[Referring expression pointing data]
--------------------------------------------------

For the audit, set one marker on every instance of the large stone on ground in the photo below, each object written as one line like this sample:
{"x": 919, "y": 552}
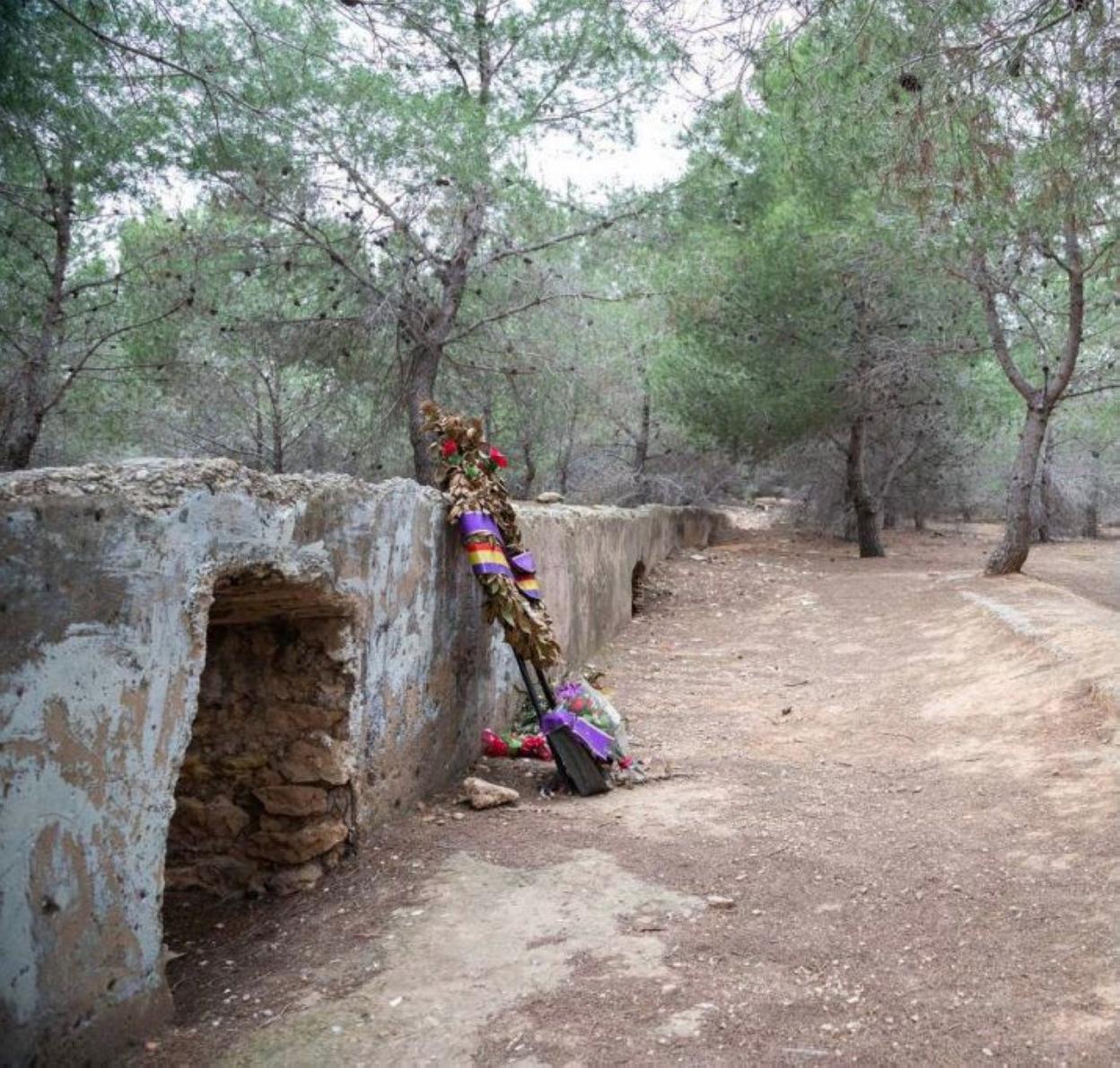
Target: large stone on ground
{"x": 293, "y": 801}
{"x": 299, "y": 845}
{"x": 479, "y": 794}
{"x": 293, "y": 880}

--------------------------------------------------

WHAT IS REQUIRED: All of the records need repeating exactly, except for the pictures.

EXERCISE ANSWER:
For the audit, set one marker on every instance of the large stone on ground in the photo below, each object written as one line like this sample:
{"x": 919, "y": 552}
Target: large stone on ground
{"x": 293, "y": 801}
{"x": 299, "y": 845}
{"x": 479, "y": 794}
{"x": 293, "y": 880}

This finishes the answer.